ФРАГМЕНТ ДОКУМЕНТА:

*-*-*

Эти рамки позволяют провести клиента через его часто глубокий эмоциональный процесс и вернуть обратно в повсед­невность. Если можно предположить, что после анамнестичес­кой беседы начинать расстановку будет слишком поздно, что­бы за отведенное время успеть как следует завершить весь процесс, то лучше перенести ее на следующую встречу. Тогда на текущей сессии вы можете конкретизировать тематику, поэксперименти­ровать с восприятием тела и дыхания, разучить модели релак­сации и вместе с клиентом подобрать первые упражнения для его «домашнего задания» (так же, как в системной и поведенческой терапии), которые могут послужить ему ресурсом в рас­становке.

Планируя сессию, нужно учитывать, что визуализированная встреча с членами семьи часто вызывает у клиента очень глубо­кие чувства. Иногда транс бывает настолько глубоким, что после сессии клиенты еще на какое-то время благоразумно остаются в приемной, чтобы снова прийти в «нормальное состояние». Те­рапевт отвечает за то, чтобы, уйдя от него, клиент снова был в состоянии адекватно вести себя на улице и благополучно добрался домой или на работу.

*-*-*

КРАТКОЕ ЗАДАНИЕ A: Выпишите из фрагмента документа отрывок от слов «Планируя сессию, нужно» вплоть до слов «или на работу.» включительно, сохранив его в точности.

*-*-*

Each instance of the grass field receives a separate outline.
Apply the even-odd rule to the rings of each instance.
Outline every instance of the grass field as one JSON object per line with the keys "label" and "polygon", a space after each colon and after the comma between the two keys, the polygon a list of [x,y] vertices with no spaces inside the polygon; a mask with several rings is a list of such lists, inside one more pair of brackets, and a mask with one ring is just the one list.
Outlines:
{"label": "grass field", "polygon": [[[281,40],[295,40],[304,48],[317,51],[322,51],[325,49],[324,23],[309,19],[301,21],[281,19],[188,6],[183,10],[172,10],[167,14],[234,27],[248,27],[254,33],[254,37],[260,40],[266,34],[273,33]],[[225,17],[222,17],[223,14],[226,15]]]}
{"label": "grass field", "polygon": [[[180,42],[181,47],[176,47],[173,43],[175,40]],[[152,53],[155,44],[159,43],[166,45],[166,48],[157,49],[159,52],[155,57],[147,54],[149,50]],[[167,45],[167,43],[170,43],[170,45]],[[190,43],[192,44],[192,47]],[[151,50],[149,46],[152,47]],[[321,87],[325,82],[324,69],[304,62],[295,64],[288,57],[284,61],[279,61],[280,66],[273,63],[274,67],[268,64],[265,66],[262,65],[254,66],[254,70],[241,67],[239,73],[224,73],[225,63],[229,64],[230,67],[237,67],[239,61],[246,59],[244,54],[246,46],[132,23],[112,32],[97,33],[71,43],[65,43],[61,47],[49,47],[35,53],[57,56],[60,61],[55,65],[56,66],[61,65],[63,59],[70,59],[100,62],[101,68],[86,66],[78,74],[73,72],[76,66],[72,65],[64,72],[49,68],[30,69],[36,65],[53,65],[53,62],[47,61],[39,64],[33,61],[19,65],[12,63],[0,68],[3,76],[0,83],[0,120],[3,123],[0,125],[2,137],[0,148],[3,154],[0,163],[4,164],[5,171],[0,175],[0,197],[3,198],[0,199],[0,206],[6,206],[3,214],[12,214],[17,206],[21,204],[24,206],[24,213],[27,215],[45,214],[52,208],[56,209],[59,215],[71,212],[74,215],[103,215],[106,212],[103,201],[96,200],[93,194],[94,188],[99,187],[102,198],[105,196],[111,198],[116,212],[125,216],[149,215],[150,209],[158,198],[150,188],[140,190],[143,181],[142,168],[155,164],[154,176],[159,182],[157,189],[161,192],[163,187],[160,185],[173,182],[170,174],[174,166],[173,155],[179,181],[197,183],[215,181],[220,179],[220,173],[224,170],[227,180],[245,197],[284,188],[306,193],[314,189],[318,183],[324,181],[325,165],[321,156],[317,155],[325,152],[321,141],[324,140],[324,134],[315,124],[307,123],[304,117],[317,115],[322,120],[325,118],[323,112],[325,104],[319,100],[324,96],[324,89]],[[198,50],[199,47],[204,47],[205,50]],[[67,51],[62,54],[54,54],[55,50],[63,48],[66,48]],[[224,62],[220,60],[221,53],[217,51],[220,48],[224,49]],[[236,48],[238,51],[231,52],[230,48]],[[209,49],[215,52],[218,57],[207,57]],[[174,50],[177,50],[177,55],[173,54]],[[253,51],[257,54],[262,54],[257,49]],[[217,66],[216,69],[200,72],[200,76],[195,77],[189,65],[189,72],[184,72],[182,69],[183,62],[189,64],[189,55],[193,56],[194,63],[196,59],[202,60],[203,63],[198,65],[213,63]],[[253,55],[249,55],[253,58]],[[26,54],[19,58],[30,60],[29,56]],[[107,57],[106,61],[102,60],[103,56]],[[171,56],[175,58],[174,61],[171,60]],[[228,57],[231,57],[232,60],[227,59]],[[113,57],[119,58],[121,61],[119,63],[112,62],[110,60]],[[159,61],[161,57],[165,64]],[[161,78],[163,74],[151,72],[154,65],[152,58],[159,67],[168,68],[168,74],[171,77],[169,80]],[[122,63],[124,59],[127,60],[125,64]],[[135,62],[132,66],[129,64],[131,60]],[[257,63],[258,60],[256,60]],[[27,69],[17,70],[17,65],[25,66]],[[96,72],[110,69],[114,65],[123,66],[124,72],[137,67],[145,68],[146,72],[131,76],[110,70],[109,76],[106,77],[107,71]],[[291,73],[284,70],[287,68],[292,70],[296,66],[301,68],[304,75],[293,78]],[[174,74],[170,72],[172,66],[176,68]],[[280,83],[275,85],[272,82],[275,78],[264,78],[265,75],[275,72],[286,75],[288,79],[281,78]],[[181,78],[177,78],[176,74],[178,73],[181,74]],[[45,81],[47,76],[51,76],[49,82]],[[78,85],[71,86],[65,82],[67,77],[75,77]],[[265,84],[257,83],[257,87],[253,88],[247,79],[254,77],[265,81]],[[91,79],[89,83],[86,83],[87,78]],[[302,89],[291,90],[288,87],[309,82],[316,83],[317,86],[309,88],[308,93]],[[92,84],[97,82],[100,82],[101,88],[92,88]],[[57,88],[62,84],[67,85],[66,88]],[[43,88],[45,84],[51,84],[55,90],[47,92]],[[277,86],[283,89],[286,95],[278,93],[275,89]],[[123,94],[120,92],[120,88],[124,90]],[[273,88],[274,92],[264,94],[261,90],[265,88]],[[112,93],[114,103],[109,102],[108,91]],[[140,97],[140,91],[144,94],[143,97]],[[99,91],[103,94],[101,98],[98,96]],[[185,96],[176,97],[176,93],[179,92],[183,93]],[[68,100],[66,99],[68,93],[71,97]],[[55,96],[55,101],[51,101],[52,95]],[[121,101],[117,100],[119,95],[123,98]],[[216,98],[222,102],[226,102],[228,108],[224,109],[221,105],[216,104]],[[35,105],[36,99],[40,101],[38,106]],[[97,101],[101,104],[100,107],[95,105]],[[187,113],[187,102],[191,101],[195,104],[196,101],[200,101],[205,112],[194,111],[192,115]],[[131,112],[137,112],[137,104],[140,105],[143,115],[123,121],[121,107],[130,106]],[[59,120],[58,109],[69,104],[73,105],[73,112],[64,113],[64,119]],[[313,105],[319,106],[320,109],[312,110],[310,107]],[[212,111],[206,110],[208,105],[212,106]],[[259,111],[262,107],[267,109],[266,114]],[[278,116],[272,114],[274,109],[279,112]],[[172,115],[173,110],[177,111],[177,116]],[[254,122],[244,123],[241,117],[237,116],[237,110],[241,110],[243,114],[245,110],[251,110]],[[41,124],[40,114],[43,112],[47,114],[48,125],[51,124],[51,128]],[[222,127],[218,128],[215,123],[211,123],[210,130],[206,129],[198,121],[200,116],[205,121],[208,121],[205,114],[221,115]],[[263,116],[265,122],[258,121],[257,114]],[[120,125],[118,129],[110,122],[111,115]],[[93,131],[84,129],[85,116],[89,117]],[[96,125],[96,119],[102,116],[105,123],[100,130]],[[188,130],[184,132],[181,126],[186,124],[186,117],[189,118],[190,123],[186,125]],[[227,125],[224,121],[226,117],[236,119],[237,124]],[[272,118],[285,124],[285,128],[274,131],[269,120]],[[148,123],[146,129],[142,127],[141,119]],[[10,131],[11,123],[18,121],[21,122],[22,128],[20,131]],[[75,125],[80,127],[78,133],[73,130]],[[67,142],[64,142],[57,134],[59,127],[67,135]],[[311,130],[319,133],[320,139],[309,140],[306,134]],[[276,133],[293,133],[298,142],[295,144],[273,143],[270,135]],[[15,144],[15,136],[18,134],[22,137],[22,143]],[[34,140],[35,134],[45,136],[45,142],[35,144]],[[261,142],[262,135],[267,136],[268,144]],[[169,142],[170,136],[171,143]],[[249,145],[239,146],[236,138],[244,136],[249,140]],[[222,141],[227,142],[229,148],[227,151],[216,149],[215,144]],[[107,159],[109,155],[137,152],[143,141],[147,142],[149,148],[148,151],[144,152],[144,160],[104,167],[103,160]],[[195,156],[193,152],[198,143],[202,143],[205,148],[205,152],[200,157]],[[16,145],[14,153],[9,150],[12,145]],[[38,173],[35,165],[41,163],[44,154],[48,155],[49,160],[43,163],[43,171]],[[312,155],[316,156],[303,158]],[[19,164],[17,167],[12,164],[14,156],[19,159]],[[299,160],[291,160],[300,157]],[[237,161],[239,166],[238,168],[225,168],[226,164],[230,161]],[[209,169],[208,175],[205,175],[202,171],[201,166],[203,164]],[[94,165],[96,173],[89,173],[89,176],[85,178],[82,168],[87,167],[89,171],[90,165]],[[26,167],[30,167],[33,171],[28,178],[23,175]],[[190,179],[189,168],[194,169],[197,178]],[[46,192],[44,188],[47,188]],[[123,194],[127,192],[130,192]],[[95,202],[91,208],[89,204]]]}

*-*-*

КРАТКОЕ ЗАДАНИЕ B: Воспроизведите без изменений строки записей от самого начала записей вплоть до строки со словами «Apply the even-odd» включительно.

ОЖИДАЕМЫЙ РЕЗУЛЬТАТ A:
Планируя сессию, нужно учитывать, что визуализированная встреча с членами семьи часто вызывает у клиента очень глубо­кие чувства. Иногда транс бывает настолько глубоким, что после сессии клиенты еще на какое-то время благоразумно остаются в приемной, чтобы снова прийти в «нормальное состояние». Те­рапевт отвечает за то, чтобы, уйдя от него, клиент снова был в состоянии адекватно вести себя на улице и благополучно добрался домой или на работу.

ОЖИДАЕМЫЙ РЕЗУЛЬТАТ B:
Each instance of the grass field receives a separate outline.
Apply the even-odd rule to the rings of each instance.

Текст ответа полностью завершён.